British academic, broadcaster, critic and philosopher (born 1980

Shahidha Bari (born 1980) is a British academic, critic and broadcaster in the fields of literature, philosophy and art. She is a professor at the University of the Arts London based at London College of Fashion. She was a host of the topical arts television programme Inside Culture on BBC Two, standing in for Mary Beard. She is currently one of the presenters of the BBC Radio 4 arts and ideas programme Free Thinking (previously titled Night Waves), and an occasional presenter of BBC Radio 4's Start the Week and Front Row.

==Biography==

Bari studied English at King's College, Cambridge. She now lives in London. She is a Fellow of the Forum for Philosophy at the London School of Economics and an arts reviewer for a number of publications. She comes from a family of Bengali Muslims.

Her academic work moves between philosophy, literature and visual culture. Her book Dressed: The Philosophy of Clothes was published in 2019. Her latest book, Look Again: Fashion is a viewer's guide to fashion in the Tate Britain art collection.

In 2011, Bari was selected as one of ten BBC Radio 3 New Generation Thinkers, a new project launched in conjunction with the Arts and Humanities Research Council (AHRC) to communicate academic research to a wider audience. She is the winner of the 2014/15 Observer Anthony Burgess Arts Journalism Prize, for a "powerful and insightful" review of the National Theatre's Medea.

In print, her writing appears in The Financial Times, The Observer and the New Statesman. She is one of the regular books reviewers for The Guardian and The Times Literary Supplement, a contributor to Aeon and frieze and appears as a cultural critic on BBC TV. She has presented documentaries for BBC Radio 4 and the BBC World Service.

Bari was on the board of the educational mentoring charity The Arts Emergency Service and was a trustee of the Brontë Parsonage Museum and Art Night. She is currently a Trustee at The Booker Prizes. She was the chair of judges for the Forward Prizes for Poetry in 2019, a judge for the Baillie Gifford Prize for Non-Fiction in 2020 and on the judging panel for The Booker Prize 2022.

### PROBLEM REQUIREMENTS
In the biography of Shahidha Bari above, which prize did she win for her review of the National Theatre's Medea?

[Image point grounding records]
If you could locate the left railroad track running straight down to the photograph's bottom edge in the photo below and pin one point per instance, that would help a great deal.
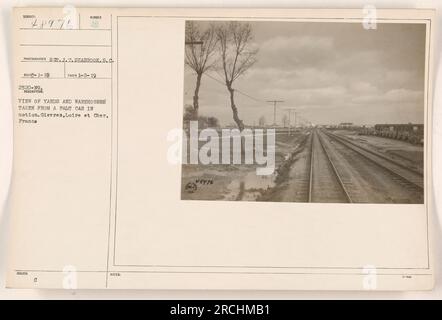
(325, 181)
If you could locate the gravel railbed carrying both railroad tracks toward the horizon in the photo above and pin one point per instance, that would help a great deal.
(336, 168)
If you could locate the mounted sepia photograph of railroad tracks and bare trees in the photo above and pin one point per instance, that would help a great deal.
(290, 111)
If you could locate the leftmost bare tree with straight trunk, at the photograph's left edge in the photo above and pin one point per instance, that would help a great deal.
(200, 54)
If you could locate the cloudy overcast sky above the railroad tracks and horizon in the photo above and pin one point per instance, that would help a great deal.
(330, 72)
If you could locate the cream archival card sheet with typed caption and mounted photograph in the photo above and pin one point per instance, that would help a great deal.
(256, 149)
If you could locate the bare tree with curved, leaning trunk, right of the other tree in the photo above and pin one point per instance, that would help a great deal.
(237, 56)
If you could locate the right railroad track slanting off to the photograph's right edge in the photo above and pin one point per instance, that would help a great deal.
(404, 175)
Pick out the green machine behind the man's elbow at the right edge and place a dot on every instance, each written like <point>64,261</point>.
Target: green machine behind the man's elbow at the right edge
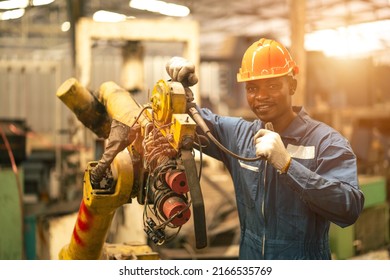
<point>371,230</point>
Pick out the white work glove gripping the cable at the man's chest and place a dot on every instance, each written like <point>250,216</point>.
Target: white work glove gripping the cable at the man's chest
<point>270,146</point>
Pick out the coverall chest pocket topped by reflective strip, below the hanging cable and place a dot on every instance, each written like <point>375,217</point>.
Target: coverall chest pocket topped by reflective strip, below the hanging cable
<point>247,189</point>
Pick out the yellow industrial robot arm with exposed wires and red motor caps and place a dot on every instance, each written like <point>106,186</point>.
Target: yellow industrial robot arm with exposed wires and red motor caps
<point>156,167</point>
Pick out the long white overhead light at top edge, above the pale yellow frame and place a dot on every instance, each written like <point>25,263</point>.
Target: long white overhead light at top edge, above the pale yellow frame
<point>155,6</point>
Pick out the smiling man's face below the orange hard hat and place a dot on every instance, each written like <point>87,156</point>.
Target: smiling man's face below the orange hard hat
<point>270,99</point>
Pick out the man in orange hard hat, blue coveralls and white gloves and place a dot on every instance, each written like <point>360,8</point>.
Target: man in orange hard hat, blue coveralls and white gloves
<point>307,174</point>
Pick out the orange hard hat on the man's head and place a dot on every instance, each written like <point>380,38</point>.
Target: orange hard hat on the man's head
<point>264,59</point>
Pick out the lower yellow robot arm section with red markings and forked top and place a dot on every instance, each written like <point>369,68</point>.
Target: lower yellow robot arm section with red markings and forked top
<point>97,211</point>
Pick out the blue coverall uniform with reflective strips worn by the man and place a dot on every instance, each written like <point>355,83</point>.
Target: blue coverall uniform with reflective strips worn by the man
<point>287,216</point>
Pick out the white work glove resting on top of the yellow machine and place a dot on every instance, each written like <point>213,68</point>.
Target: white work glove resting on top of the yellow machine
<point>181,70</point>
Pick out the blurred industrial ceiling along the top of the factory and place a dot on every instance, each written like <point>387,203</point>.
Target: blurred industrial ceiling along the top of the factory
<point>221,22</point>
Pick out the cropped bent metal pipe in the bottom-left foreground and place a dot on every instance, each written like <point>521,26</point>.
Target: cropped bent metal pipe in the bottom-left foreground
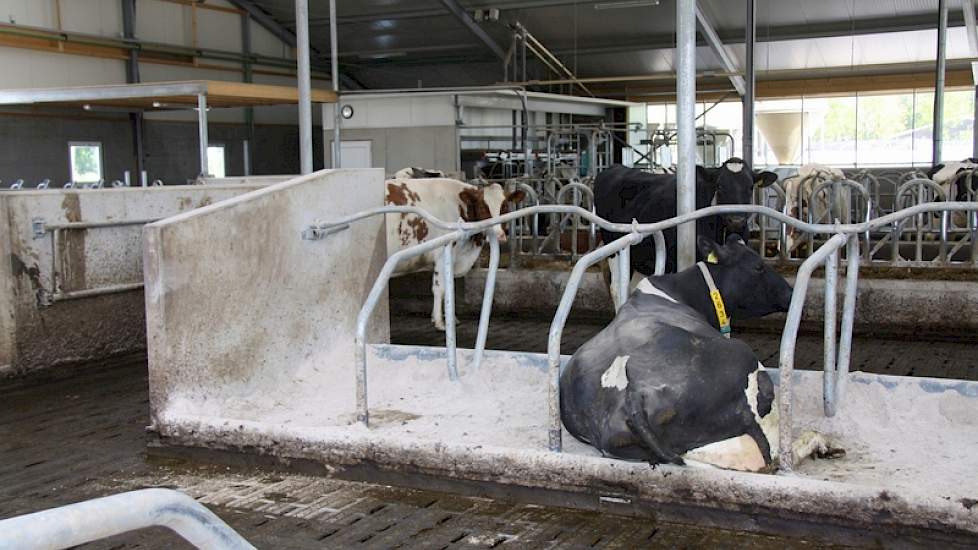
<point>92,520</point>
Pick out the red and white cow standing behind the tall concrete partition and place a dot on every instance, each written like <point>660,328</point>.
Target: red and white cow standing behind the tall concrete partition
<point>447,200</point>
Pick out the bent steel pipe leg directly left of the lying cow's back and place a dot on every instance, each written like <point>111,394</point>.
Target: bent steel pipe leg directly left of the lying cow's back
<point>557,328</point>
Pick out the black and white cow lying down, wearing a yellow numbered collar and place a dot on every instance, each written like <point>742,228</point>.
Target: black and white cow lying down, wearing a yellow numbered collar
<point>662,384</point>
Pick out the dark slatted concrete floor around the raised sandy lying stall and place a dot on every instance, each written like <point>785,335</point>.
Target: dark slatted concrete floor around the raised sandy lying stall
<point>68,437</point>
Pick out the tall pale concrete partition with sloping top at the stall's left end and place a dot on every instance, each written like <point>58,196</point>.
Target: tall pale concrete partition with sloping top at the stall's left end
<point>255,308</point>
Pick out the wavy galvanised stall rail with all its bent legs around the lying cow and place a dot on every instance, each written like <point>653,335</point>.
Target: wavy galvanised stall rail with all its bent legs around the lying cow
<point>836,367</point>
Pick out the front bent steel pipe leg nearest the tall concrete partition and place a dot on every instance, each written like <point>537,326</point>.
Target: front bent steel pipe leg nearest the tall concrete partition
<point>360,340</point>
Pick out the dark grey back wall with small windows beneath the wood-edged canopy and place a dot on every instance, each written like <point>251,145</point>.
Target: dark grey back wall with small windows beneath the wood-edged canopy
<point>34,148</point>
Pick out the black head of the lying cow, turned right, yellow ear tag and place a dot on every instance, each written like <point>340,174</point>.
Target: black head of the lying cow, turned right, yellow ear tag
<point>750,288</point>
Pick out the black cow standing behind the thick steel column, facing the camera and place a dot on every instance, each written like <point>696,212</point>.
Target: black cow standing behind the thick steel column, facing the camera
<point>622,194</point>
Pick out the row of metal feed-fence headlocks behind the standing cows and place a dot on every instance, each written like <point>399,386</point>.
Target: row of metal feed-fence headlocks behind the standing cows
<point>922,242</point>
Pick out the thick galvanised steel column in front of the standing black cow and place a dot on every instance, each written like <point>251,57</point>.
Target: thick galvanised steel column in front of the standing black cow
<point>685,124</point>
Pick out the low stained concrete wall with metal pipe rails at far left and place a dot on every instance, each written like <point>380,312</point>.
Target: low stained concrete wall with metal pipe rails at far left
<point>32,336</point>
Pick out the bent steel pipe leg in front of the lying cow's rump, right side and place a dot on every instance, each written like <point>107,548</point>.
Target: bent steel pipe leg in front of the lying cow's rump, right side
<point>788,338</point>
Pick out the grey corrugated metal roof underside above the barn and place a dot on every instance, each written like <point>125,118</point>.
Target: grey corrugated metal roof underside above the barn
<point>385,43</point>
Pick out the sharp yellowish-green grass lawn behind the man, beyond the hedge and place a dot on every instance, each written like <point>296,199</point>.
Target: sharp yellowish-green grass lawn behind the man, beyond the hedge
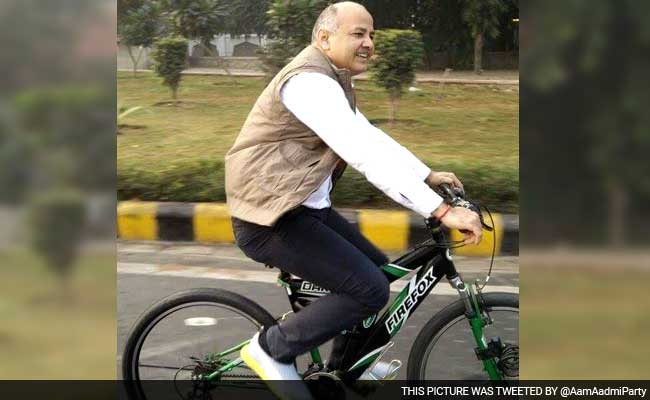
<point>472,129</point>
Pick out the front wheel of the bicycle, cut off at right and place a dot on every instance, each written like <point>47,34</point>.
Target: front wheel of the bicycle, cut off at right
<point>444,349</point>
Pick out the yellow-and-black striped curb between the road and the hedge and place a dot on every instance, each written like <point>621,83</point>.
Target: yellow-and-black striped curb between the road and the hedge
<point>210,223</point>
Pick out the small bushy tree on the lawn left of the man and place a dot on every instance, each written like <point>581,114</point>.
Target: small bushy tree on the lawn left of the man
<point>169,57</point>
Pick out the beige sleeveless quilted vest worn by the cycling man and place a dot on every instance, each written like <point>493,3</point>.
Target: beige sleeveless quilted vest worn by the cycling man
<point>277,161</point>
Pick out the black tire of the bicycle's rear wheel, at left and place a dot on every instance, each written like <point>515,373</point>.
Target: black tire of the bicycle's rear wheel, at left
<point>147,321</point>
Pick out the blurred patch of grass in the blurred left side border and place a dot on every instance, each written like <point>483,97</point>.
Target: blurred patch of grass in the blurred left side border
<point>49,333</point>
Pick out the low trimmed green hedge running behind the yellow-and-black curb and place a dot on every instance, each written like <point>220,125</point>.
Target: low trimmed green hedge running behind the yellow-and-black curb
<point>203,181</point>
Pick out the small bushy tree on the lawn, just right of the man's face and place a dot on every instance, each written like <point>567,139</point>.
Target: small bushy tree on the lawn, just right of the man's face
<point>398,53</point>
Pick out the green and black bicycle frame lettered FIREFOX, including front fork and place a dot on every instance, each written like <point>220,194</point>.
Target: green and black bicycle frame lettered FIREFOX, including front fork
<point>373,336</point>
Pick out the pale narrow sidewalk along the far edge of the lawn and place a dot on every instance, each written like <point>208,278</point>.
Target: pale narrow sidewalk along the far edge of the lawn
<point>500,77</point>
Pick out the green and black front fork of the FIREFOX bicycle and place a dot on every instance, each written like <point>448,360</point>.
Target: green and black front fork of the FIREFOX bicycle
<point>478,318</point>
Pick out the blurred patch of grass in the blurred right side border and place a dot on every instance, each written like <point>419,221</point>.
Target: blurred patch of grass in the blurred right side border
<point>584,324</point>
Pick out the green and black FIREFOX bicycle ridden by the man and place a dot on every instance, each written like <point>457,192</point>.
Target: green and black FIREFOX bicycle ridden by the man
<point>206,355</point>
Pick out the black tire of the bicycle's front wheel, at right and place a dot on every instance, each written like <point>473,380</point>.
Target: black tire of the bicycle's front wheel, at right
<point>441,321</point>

...

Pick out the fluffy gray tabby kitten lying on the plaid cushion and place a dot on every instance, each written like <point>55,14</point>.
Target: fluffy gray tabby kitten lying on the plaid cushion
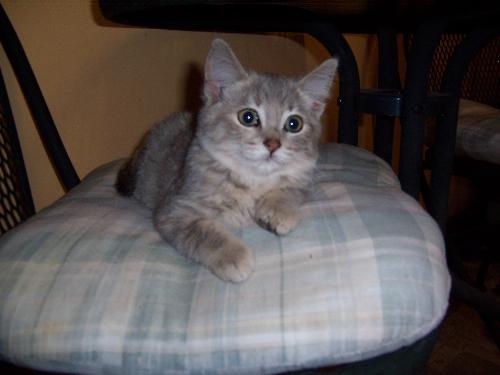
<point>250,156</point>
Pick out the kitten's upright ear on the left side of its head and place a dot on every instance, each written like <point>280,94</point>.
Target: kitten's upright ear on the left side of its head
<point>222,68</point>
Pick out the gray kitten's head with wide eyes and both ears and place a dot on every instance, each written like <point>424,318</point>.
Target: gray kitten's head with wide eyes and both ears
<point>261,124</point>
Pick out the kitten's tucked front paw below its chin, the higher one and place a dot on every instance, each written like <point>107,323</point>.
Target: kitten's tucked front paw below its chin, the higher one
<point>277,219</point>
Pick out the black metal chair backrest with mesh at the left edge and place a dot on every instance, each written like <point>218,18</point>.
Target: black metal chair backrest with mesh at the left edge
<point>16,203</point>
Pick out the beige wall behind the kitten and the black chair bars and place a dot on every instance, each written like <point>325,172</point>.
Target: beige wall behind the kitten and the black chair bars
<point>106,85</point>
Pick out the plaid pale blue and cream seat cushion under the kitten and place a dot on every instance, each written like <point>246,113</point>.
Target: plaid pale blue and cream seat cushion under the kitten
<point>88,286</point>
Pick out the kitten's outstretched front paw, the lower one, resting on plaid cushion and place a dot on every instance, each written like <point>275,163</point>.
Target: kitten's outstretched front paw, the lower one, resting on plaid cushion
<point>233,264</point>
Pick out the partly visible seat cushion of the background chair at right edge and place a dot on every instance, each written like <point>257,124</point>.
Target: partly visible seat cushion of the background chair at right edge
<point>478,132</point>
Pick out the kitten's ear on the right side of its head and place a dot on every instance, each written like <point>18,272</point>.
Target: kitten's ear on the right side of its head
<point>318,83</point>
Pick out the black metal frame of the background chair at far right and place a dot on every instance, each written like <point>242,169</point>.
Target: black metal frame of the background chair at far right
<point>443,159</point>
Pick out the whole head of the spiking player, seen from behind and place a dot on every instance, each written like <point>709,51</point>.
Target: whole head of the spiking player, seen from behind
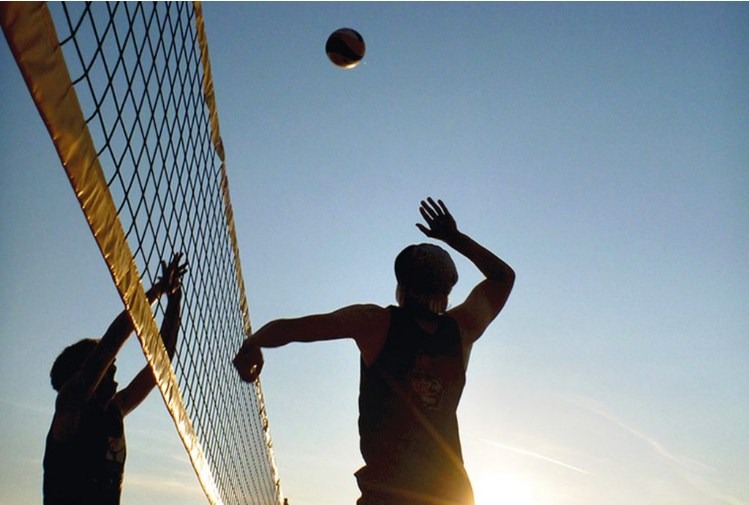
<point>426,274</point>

* * *

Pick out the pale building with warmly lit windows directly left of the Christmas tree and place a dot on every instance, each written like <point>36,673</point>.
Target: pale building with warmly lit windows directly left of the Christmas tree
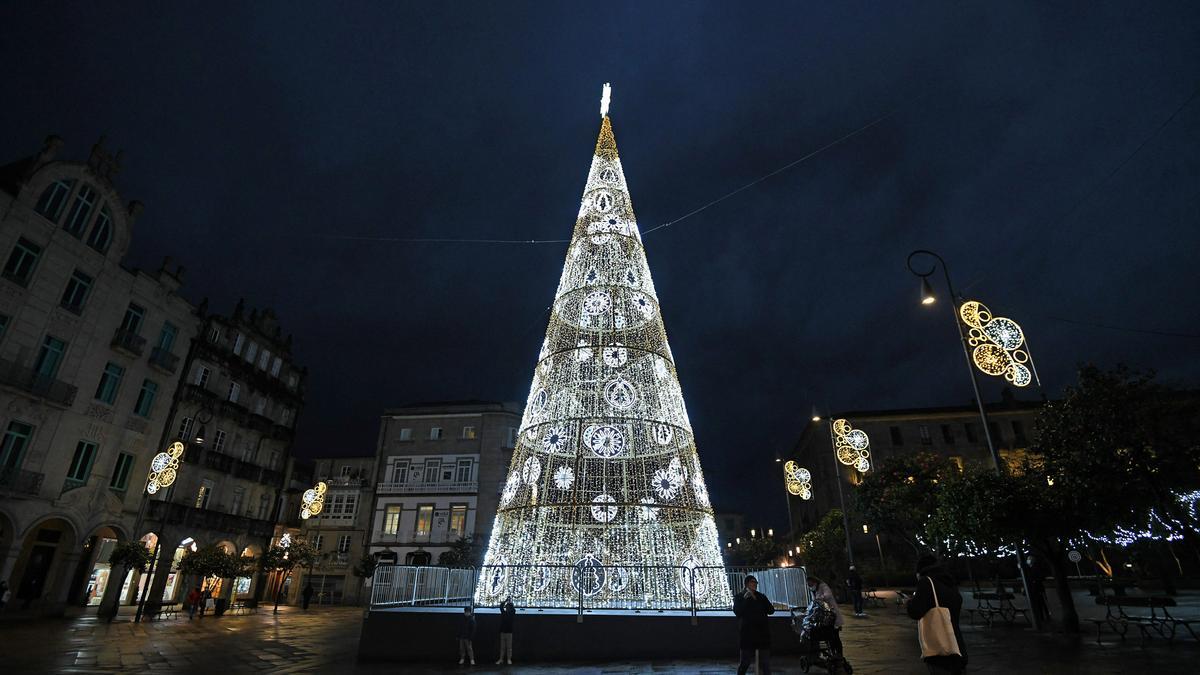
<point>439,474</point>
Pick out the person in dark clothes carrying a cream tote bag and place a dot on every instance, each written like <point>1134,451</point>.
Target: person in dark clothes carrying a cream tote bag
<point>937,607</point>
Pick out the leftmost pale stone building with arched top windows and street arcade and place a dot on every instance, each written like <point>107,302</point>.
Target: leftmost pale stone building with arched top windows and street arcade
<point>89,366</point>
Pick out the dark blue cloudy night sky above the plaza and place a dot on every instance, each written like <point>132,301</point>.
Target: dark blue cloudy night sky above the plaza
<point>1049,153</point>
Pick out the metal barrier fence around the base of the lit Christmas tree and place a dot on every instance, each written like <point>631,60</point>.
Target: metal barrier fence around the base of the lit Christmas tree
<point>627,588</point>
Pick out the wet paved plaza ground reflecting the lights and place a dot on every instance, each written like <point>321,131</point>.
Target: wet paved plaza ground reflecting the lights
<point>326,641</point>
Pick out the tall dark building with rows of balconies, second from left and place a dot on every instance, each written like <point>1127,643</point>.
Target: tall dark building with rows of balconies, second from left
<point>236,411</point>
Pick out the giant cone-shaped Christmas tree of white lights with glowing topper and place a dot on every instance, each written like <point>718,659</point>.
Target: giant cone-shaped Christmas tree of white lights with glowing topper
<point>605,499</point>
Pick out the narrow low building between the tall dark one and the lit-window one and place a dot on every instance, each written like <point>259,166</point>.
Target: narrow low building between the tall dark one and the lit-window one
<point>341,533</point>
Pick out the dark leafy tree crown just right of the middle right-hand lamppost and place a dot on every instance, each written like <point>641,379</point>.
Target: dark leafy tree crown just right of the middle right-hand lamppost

### WRITTEN RESPONSE
The 2014/15 Observer Anthony Burgess Arts Journalism Prize.